### Given records
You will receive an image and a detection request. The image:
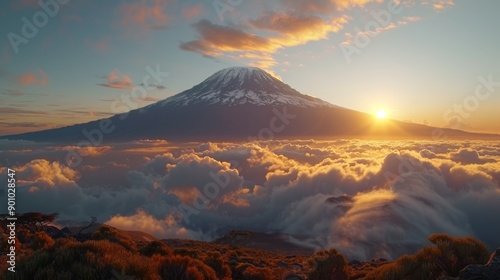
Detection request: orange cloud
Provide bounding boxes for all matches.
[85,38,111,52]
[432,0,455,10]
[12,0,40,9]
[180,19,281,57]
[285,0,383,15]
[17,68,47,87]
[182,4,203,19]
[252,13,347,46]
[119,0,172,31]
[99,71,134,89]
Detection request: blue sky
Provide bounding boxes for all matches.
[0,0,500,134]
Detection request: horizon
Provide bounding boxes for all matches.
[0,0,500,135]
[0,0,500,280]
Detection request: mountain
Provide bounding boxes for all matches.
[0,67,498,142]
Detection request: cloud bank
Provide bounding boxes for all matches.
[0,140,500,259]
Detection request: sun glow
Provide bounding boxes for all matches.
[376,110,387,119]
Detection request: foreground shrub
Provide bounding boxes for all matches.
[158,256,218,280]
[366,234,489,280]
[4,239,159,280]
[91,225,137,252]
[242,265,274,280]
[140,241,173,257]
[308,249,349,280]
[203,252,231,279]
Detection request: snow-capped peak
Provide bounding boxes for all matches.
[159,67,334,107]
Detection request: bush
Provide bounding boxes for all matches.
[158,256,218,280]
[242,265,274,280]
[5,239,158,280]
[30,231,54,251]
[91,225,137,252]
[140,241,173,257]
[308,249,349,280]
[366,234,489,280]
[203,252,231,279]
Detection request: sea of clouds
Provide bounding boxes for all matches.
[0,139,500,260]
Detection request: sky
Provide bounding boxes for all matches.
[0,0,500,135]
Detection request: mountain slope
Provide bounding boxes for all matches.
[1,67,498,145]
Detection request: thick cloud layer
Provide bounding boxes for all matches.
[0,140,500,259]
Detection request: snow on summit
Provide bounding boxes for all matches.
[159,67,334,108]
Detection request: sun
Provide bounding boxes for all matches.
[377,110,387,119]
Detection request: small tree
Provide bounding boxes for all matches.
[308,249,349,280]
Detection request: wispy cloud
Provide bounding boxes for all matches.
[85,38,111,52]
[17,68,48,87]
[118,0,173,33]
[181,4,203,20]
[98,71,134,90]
######
### Given records
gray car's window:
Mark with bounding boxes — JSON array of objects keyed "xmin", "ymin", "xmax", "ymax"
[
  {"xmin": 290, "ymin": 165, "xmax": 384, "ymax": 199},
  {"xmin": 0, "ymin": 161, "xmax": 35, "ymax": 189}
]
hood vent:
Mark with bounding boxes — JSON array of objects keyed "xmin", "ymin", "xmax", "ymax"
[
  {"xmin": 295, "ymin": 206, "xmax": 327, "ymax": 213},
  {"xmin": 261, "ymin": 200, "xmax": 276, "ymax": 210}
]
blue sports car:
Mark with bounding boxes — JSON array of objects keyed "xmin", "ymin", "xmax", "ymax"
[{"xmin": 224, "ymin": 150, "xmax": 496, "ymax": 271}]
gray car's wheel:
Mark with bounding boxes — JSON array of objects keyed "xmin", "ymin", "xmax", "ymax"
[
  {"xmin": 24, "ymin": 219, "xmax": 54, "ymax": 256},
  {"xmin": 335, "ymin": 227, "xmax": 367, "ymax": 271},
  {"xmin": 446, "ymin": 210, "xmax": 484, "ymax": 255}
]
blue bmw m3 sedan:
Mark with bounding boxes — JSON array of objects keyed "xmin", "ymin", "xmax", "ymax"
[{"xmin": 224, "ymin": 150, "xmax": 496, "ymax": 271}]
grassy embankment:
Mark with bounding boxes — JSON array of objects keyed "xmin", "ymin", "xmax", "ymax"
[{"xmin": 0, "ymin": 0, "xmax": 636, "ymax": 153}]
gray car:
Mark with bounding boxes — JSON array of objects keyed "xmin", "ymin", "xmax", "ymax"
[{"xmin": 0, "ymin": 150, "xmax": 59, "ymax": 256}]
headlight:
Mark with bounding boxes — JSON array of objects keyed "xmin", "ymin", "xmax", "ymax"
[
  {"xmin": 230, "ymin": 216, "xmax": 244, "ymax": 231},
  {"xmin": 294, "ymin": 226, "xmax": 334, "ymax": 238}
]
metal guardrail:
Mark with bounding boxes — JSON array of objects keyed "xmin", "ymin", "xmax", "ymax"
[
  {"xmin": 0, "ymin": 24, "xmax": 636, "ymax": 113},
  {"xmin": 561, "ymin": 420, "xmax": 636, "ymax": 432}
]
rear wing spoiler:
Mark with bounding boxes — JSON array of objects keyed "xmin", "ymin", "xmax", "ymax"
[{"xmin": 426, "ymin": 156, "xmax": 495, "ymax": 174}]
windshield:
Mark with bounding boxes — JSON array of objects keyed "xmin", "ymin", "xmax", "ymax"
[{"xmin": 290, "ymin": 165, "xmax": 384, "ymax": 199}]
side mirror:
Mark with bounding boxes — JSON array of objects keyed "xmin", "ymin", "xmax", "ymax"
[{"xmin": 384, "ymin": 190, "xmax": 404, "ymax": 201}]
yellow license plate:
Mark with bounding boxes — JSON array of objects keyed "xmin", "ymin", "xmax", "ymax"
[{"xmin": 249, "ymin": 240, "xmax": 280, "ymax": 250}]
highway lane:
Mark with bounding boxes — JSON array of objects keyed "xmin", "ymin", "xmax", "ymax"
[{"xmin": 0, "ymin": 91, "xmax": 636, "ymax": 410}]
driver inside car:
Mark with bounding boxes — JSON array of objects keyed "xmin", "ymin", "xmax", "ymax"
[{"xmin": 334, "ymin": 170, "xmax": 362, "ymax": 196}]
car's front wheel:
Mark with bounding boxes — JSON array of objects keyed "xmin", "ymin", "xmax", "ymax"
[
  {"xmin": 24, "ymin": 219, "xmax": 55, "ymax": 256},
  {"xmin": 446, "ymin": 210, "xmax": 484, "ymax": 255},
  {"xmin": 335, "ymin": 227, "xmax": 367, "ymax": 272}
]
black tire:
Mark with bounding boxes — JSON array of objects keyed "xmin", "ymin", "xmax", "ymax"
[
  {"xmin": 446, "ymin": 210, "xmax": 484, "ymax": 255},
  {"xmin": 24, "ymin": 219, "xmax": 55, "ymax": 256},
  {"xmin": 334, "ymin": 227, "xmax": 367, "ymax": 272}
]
######
▶ Exercise instructions
Reproduce the items word for word, starting at the line that contains "You will receive" and ending at the line that contains "[376,110,387,119]", both lines included. Leave the pictures out of your copy.

▶ Exercise answer
You will receive an image and a detection request. The image:
Detection request: orange cloud
Provide bounding boxes for all matches.
[85,38,111,52]
[432,0,455,10]
[12,0,40,9]
[180,19,281,57]
[285,0,383,15]
[17,68,47,87]
[182,4,203,19]
[252,13,347,46]
[119,0,172,31]
[99,71,134,89]
Detection request: blue sky
Provide bounding boxes for all matches.
[0,0,500,134]
Detection request: horizon
Provide bounding boxes for all matches.
[0,0,500,135]
[0,0,500,280]
Detection request: mountain
Provide bounding boxes for all matches.
[0,67,498,142]
Detection request: cloud bank
Provide bounding boxes for all matches.
[0,140,500,259]
Detection request: sun glow
Provide bounding boxes for all matches.
[376,110,387,119]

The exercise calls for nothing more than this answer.